- _GOAL OF THE EXERCISE_: Of the records that follow, copy only the lines from the line containing "positive clicks: (78, 491)" to the line containing "rough mask: <svg", both included, exactly as written.

+++ RECORDS PROVIDED

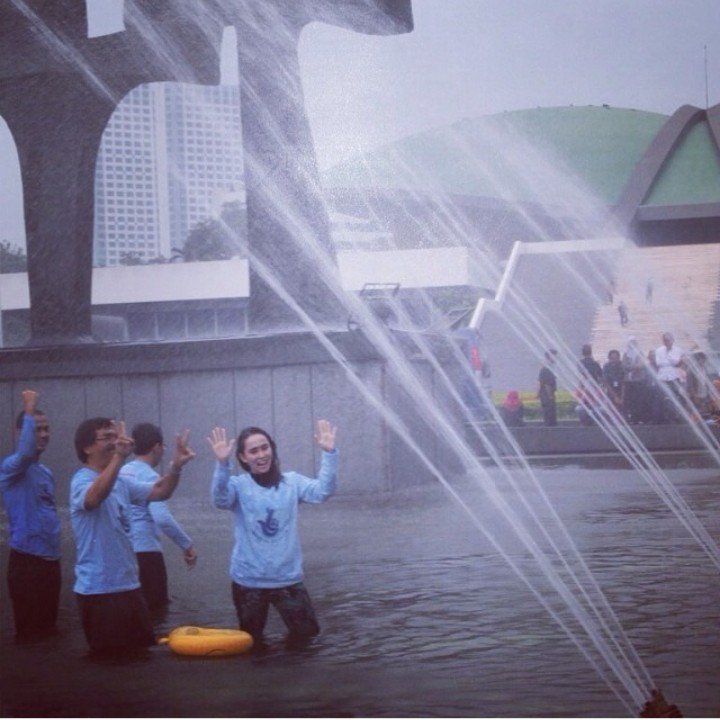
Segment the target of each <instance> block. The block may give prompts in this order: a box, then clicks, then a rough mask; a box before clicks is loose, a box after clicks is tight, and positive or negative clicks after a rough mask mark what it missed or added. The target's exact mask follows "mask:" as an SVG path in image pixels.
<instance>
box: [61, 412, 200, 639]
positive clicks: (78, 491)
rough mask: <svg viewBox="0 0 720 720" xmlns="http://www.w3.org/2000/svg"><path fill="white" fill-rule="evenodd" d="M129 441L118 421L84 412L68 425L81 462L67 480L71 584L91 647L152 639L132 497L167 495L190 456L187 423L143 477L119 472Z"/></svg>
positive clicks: (125, 433)
mask: <svg viewBox="0 0 720 720" xmlns="http://www.w3.org/2000/svg"><path fill="white" fill-rule="evenodd" d="M132 449H133V440H132V438H130V437H128V436H127V435H126V432H125V423H123V422H115V421H114V420H112V419H110V418H106V417H96V418H90V419H88V420H85V421H83V422H82V423H80V425H79V426H78V428H77V430H76V431H75V452H76V453H77V456H78V459H79V460H80V462H82V463H83V466H82V467H81V468H80V469H79V470H78V471H77V472H76V473H75V475H74V476H73V478H72V480H71V483H70V520H71V523H72V528H73V532H74V535H75V544H76V549H77V559H76V562H75V585H74V590H75V595H76V597H77V601H78V607H79V610H80V617H81V620H82V625H83V630H84V632H85V638H86V639H87V642H88V645H89V646H90V650H91V651H92V652H93V653H116V652H118V651H128V650H136V649H139V648H143V647H148V646H150V645H153V644H155V637H154V634H153V627H152V621H151V617H150V612H149V610H148V607H147V604H146V603H145V599H144V598H143V595H142V591H141V590H140V580H139V575H138V566H137V560H136V558H135V552H134V551H133V545H132V540H131V536H130V511H131V505H132V504H133V503H135V504H139V505H145V504H147V503H149V502H153V501H158V500H167V499H168V498H169V497H170V496H171V495H172V493H173V492H174V490H175V488H176V487H177V484H178V481H179V480H180V472H181V470H182V468H183V466H184V465H185V464H186V463H187V462H189V461H190V460H192V458H193V457H194V456H195V453H194V452H193V451H192V450H191V449H190V447H189V446H188V433H187V431H186V432H185V433H183V434H182V435H178V436H177V438H176V443H175V453H174V456H173V461H172V463H171V464H170V468H169V470H168V472H167V473H166V474H165V475H164V476H162V477H161V478H158V480H157V481H156V482H155V483H154V484H149V483H144V482H138V481H136V480H134V479H132V478H123V477H121V476H120V469H121V467H122V465H123V463H124V462H125V460H126V459H127V457H128V456H129V455H130V453H131V452H132Z"/></svg>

++++++

- _TASK RESPONSE_:
positive clicks: (78, 491)
rough mask: <svg viewBox="0 0 720 720" xmlns="http://www.w3.org/2000/svg"><path fill="white" fill-rule="evenodd" d="M129 441L118 421L84 412L68 425L81 462L67 480L71 584L91 647L152 639L132 497L167 495L190 456L187 423L143 477L119 472Z"/></svg>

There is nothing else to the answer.